**PROBLEM TO SOLVE**.
Pick out each line of the records that contains the word "palm" and copy it. Case counts, so match capital and small letters.

**MATERIAL PROVIDED**.
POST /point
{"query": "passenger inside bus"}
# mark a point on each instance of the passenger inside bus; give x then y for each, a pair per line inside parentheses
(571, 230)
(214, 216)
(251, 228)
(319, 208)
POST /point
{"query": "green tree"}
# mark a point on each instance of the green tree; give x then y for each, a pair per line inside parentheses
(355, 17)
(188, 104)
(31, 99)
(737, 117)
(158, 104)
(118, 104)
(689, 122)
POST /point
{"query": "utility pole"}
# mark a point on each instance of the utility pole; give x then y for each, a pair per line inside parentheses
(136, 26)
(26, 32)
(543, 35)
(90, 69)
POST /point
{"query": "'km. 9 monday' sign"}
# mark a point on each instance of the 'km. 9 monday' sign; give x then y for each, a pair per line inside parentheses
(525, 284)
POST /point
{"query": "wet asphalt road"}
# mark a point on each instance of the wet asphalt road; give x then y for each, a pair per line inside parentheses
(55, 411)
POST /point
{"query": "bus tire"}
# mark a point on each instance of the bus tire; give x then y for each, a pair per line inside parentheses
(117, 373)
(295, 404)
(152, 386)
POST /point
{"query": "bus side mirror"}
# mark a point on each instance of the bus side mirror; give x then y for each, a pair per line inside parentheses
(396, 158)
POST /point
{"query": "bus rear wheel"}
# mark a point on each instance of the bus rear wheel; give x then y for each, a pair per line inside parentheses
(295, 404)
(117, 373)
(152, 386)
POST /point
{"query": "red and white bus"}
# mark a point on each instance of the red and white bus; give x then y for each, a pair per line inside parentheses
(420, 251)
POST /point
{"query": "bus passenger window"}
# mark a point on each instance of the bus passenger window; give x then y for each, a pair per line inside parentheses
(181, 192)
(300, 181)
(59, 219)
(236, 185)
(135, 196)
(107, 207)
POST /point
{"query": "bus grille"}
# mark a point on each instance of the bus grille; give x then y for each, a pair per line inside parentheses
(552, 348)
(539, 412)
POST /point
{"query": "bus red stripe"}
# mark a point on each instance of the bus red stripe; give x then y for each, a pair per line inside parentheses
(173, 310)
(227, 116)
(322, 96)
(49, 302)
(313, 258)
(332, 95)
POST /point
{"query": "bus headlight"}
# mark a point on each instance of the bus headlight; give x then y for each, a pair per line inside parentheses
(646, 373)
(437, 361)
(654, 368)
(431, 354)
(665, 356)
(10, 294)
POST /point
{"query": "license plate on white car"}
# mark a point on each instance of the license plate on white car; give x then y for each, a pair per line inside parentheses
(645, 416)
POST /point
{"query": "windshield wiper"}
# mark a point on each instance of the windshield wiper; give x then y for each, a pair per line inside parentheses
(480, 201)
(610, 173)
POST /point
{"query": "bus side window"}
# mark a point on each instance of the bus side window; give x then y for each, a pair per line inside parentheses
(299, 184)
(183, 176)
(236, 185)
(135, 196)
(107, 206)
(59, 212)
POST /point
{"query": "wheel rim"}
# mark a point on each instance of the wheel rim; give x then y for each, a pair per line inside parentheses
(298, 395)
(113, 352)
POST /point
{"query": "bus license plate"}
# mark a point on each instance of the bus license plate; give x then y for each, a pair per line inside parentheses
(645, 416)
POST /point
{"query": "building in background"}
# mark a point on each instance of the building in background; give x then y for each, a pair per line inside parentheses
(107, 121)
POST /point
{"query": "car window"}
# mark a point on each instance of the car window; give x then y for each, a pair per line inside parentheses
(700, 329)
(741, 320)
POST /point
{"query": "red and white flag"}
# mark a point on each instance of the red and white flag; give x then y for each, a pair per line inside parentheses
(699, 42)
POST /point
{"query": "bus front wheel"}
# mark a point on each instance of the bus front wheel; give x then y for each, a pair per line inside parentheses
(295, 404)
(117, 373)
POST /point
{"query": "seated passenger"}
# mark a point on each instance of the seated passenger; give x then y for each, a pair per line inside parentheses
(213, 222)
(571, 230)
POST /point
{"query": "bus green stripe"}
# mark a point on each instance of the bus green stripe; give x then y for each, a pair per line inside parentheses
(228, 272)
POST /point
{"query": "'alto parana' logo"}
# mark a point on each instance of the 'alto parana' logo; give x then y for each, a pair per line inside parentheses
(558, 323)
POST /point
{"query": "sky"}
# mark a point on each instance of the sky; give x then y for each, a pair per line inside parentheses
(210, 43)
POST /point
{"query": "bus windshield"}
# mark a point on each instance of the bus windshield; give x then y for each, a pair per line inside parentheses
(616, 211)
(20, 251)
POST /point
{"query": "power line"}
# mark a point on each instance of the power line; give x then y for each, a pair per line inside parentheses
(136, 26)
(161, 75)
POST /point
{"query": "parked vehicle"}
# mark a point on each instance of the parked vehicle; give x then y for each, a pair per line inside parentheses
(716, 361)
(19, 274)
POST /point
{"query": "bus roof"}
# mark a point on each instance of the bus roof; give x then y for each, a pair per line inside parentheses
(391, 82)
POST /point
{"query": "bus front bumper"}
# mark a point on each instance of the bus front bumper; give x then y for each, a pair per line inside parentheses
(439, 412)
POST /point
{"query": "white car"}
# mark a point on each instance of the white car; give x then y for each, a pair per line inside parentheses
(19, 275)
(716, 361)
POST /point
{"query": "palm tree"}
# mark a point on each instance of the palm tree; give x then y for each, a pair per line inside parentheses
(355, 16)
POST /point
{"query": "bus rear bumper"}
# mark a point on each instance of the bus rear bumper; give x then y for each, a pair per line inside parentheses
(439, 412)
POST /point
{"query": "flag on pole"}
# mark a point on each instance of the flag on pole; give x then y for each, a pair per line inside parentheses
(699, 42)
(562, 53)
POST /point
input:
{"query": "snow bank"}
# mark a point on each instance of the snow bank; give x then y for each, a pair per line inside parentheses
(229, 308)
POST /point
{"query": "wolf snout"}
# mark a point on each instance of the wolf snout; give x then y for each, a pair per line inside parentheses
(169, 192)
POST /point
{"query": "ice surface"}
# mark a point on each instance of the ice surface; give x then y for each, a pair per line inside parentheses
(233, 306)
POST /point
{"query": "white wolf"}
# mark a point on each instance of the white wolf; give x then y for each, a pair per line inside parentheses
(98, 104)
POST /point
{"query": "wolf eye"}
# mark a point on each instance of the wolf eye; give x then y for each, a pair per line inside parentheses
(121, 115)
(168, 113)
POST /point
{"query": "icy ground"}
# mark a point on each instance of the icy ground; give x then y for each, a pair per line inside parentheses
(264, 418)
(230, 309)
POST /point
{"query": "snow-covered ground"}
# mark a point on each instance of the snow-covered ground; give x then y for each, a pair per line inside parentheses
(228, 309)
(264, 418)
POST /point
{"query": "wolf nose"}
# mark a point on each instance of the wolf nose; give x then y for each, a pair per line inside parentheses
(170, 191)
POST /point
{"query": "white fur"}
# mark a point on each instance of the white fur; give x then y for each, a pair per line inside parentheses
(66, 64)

**EXPECTED OUTPUT**.
{"query": "palm tree"}
# mark a point on each instance of the palm tree; give x then y for each, a pair per line inside parentheses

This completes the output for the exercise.